Records from a collection
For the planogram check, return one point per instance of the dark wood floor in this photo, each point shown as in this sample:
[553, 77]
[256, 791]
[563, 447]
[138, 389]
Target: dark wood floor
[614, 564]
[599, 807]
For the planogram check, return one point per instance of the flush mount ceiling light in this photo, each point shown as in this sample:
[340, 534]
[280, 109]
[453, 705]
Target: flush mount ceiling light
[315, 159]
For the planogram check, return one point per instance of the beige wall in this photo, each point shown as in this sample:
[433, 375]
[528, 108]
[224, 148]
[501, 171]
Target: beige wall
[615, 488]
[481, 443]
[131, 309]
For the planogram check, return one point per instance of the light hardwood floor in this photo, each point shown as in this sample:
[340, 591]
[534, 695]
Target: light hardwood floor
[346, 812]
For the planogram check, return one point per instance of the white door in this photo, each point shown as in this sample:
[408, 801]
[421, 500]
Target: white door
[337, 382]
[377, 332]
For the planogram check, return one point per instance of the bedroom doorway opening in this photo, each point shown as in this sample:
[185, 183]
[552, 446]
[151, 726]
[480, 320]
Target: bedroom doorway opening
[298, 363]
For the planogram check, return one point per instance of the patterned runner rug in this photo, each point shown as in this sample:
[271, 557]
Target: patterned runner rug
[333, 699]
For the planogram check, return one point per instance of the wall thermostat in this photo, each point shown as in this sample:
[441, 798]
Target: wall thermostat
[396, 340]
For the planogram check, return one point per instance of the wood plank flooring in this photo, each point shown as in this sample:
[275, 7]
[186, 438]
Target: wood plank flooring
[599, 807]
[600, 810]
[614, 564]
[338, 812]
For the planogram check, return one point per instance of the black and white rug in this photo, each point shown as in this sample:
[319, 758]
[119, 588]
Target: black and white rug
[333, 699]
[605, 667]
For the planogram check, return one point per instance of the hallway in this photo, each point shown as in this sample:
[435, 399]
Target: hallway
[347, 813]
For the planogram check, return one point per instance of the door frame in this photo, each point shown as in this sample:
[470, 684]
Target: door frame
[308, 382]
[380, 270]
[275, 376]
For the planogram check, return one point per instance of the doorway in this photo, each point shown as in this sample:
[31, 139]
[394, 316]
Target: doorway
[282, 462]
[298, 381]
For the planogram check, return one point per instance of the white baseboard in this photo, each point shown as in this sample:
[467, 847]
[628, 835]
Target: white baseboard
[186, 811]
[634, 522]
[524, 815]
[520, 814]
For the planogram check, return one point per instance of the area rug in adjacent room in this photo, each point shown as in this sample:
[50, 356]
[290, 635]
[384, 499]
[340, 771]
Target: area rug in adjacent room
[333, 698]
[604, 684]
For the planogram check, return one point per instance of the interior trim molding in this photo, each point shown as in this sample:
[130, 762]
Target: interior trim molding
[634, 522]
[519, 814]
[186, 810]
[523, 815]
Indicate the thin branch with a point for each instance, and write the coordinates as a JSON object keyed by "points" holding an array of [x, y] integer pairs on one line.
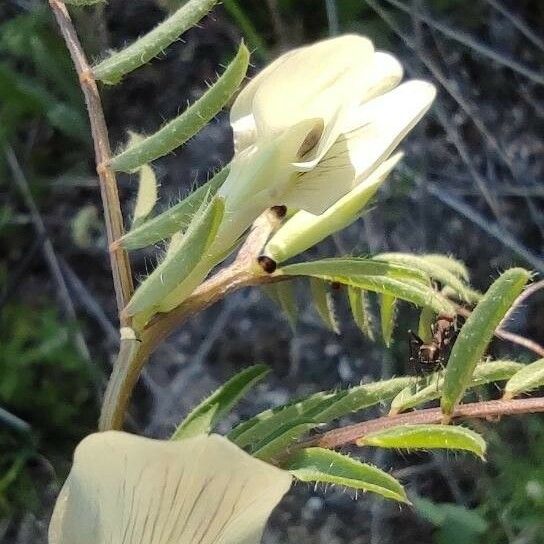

What is required> Set down the entries above word for word, but drop any image.

Result of the task>
For the planogram check, return one point per instance of the dark wood floor in this photo, each point shown as in this sample:
[553, 77]
[256, 791]
[563, 447]
[138, 389]
Target: dark wood floor
[614, 564]
[599, 807]
For the planogram check, return one point per instance of the flush mount ceiling light in this photo, each point shown as in this sample:
[340, 534]
[280, 109]
[453, 705]
Target: flush mount ceiling light
[315, 159]
For the planogram check, return one point per instance of the beige wall in this photo, each point shown as in this sample:
[433, 375]
[528, 108]
[224, 148]
[501, 171]
Target: beige wall
[615, 488]
[481, 443]
[131, 309]
For the planogram check, return one point per instance of the light hardwood floor in this photo, each point shown as in this sample:
[340, 591]
[534, 695]
Target: light hardwood floor
[346, 812]
For the planogram check, return one point per instance of the white door in this photo, each point shown as in this sample:
[408, 801]
[421, 500]
Target: white door
[337, 382]
[377, 332]
For the planogram check, return one point per instance of the bedroom doorway opening in this photo, each point shown as in this sample:
[185, 183]
[552, 446]
[151, 726]
[480, 320]
Target: bedroom doorway opening
[298, 363]
For the planogram check, return one point per instance of the patterned runner rug in this photo, each point shown as in this sample:
[271, 557]
Target: patterned runner rug
[333, 699]
For the planogram check, return one point per instance of the wall thermostat in this photo, each point shown as in this sample:
[441, 798]
Target: wall thermostat
[396, 340]
For the planogram check, return one point per instance of the wood plank flooring in this photo, each point shown as in this sample:
[275, 7]
[186, 438]
Target: wood plank flooring
[599, 807]
[600, 810]
[614, 564]
[338, 812]
For the planogram check, return one point per instance of the black and white rug in this photo, each point shown as in this sample:
[319, 758]
[119, 588]
Target: black and white rug
[333, 699]
[605, 667]
For the planogram check, return one point per instance of the hallway in this photo, each point shown as in this sample:
[435, 399]
Target: hallway
[347, 813]
For the planogram check, return one point per instance of the door frame in this photo, each point shown as in this sample:
[470, 684]
Target: door frame
[308, 382]
[380, 270]
[275, 376]
For the planogram check, return one point per instance of the doorway in this photo, each point shown as in this sample:
[31, 139]
[394, 316]
Target: doorway
[282, 462]
[298, 381]
For the planogram check, return one point per instance of the white baseboard in this photo, each point shown as in this sample:
[467, 847]
[628, 835]
Target: white baseboard
[186, 811]
[634, 522]
[524, 815]
[520, 814]
For the planogram check, return one point per instance of the area rug in adjacent room in this photo, each point shown as in this sample:
[50, 356]
[290, 635]
[384, 499]
[340, 771]
Target: area rug in adjacent room
[333, 698]
[604, 684]
For the planogram check, return one point per instance of the interior trim molding in this photo, each point shown as in this sample:
[130, 762]
Target: interior trim molding
[634, 522]
[519, 814]
[186, 810]
[523, 815]
Indicate the thin branch with a point for each instance, and write the coordinates as a JSON object keyed by "points" holding an array of [x, y] integer pairs on one line.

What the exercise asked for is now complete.